[Images for object localization]
§

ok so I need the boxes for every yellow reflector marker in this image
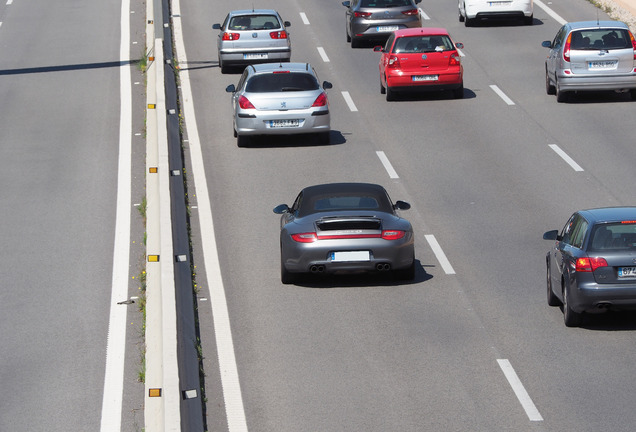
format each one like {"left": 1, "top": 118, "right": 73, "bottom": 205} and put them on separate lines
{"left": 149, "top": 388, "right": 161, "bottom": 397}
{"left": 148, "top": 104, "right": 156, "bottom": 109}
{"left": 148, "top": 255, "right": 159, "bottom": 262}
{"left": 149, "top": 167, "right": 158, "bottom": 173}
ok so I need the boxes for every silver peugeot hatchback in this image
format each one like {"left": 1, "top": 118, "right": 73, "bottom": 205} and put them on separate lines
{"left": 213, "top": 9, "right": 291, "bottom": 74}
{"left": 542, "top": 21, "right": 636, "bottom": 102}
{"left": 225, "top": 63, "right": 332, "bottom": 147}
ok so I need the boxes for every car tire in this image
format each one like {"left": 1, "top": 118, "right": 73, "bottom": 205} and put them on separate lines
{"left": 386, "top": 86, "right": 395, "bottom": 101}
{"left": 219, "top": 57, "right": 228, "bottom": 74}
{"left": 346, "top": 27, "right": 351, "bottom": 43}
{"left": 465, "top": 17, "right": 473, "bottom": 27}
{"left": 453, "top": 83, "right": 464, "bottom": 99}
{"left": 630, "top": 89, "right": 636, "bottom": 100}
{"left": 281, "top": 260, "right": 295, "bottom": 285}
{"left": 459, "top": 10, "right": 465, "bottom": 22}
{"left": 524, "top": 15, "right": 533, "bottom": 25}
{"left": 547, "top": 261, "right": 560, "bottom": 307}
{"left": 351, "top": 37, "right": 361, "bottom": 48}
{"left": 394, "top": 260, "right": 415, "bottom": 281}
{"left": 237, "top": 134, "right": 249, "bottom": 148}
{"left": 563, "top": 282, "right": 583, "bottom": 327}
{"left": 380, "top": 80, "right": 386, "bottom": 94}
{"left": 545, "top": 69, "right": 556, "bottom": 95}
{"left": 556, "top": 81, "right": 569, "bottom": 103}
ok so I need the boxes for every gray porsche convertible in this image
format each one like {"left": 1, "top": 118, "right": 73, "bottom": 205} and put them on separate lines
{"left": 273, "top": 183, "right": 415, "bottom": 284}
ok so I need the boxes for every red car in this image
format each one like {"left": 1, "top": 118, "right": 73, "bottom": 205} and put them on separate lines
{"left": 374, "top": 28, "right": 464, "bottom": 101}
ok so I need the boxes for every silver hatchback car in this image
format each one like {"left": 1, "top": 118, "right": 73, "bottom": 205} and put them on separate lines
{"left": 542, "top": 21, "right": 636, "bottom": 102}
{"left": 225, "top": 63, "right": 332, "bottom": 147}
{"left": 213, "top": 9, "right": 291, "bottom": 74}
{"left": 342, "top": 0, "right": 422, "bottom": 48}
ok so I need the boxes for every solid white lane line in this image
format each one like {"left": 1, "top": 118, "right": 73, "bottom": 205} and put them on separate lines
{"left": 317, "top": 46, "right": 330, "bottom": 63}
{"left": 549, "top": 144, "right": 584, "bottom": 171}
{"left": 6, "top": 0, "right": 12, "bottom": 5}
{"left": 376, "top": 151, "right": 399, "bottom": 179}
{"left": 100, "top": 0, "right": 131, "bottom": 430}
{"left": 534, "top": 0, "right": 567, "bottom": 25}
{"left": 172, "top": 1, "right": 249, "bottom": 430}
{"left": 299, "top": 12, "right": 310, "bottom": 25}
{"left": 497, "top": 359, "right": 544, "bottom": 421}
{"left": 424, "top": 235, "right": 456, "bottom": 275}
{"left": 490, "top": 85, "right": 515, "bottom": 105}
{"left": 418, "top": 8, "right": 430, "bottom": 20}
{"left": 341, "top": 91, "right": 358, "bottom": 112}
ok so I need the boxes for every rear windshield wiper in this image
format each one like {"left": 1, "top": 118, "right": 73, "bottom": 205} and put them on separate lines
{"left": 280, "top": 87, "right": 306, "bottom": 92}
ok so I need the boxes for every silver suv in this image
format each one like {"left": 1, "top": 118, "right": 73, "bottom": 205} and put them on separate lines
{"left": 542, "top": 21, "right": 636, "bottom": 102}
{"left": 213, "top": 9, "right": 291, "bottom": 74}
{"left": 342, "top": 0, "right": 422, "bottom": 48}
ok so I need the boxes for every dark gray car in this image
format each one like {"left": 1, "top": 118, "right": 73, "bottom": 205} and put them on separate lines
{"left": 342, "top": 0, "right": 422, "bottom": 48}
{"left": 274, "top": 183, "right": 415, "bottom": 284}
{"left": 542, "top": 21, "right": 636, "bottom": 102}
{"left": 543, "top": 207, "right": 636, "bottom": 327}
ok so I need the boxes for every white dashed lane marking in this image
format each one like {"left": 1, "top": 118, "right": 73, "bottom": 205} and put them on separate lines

§

- [EXERCISE DETAILS] All of the lines above should be copied exactly, apart from the pictures.

- [RESULT]
ok so I need the boxes for every yellow reflector marker in this image
format each one like {"left": 1, "top": 118, "right": 73, "bottom": 205} and put them on separate lines
{"left": 149, "top": 388, "right": 161, "bottom": 397}
{"left": 148, "top": 104, "right": 156, "bottom": 109}
{"left": 148, "top": 255, "right": 159, "bottom": 262}
{"left": 149, "top": 167, "right": 158, "bottom": 173}
ok so I need the boxes for every silver peugeot hatchback in this image
format each one like {"left": 1, "top": 118, "right": 73, "bottom": 205} and put them on separate lines
{"left": 213, "top": 9, "right": 291, "bottom": 74}
{"left": 542, "top": 21, "right": 636, "bottom": 102}
{"left": 225, "top": 63, "right": 332, "bottom": 147}
ok so I need the boxes for every car tire in this image
format each one like {"left": 1, "top": 118, "right": 73, "bottom": 205} and put them on separate lines
{"left": 386, "top": 86, "right": 395, "bottom": 101}
{"left": 219, "top": 57, "right": 228, "bottom": 74}
{"left": 346, "top": 27, "right": 351, "bottom": 43}
{"left": 465, "top": 17, "right": 473, "bottom": 27}
{"left": 453, "top": 83, "right": 464, "bottom": 99}
{"left": 630, "top": 89, "right": 636, "bottom": 100}
{"left": 281, "top": 260, "right": 295, "bottom": 285}
{"left": 459, "top": 10, "right": 465, "bottom": 22}
{"left": 524, "top": 15, "right": 533, "bottom": 25}
{"left": 547, "top": 261, "right": 560, "bottom": 307}
{"left": 351, "top": 37, "right": 361, "bottom": 48}
{"left": 394, "top": 260, "right": 415, "bottom": 281}
{"left": 237, "top": 134, "right": 249, "bottom": 148}
{"left": 563, "top": 282, "right": 583, "bottom": 327}
{"left": 380, "top": 80, "right": 386, "bottom": 94}
{"left": 545, "top": 69, "right": 556, "bottom": 95}
{"left": 556, "top": 81, "right": 569, "bottom": 103}
ok so I need the boxes for every gray porsche convertible in this image
format each one like {"left": 1, "top": 118, "right": 73, "bottom": 205} and put them on separate lines
{"left": 273, "top": 183, "right": 415, "bottom": 284}
ok so I need the boxes for every red car in this image
format each one like {"left": 1, "top": 118, "right": 73, "bottom": 205} and put them on separate lines
{"left": 374, "top": 28, "right": 464, "bottom": 101}
ok so I need the boxes for every silver hatchback car in this image
format each one like {"left": 1, "top": 118, "right": 73, "bottom": 205} and put them on separate lines
{"left": 542, "top": 21, "right": 636, "bottom": 102}
{"left": 225, "top": 63, "right": 332, "bottom": 147}
{"left": 213, "top": 9, "right": 291, "bottom": 74}
{"left": 342, "top": 0, "right": 422, "bottom": 48}
ok so I need the boxes for every solid white lane line in this image
format each one like {"left": 1, "top": 118, "right": 73, "bottom": 205} and put them on separate lines
{"left": 317, "top": 46, "right": 330, "bottom": 63}
{"left": 549, "top": 144, "right": 584, "bottom": 171}
{"left": 6, "top": 0, "right": 12, "bottom": 5}
{"left": 376, "top": 151, "right": 399, "bottom": 179}
{"left": 100, "top": 0, "right": 131, "bottom": 430}
{"left": 534, "top": 0, "right": 567, "bottom": 25}
{"left": 172, "top": 1, "right": 249, "bottom": 430}
{"left": 299, "top": 12, "right": 310, "bottom": 25}
{"left": 497, "top": 359, "right": 544, "bottom": 421}
{"left": 424, "top": 235, "right": 456, "bottom": 275}
{"left": 490, "top": 85, "right": 515, "bottom": 105}
{"left": 418, "top": 8, "right": 430, "bottom": 20}
{"left": 341, "top": 91, "right": 358, "bottom": 112}
ok so I need the boxes for every rear windshield wiper in this image
format each one like {"left": 1, "top": 118, "right": 73, "bottom": 205} and put them on separate lines
{"left": 280, "top": 87, "right": 306, "bottom": 92}
ok so I need the boxes for every silver suv in this image
format each one like {"left": 1, "top": 118, "right": 73, "bottom": 205} and put them on separate lines
{"left": 542, "top": 21, "right": 636, "bottom": 102}
{"left": 213, "top": 9, "right": 291, "bottom": 74}
{"left": 342, "top": 0, "right": 422, "bottom": 48}
ok so I need the boxes for every dark gray car in this image
format each one like {"left": 1, "top": 118, "right": 73, "bottom": 205} and put them on separate lines
{"left": 342, "top": 0, "right": 422, "bottom": 48}
{"left": 274, "top": 183, "right": 415, "bottom": 284}
{"left": 542, "top": 21, "right": 636, "bottom": 102}
{"left": 543, "top": 207, "right": 636, "bottom": 327}
ok so I need the boxes for every white dashed lane marking in this image
format each one like {"left": 1, "top": 118, "right": 73, "bottom": 205} and put them on separate lines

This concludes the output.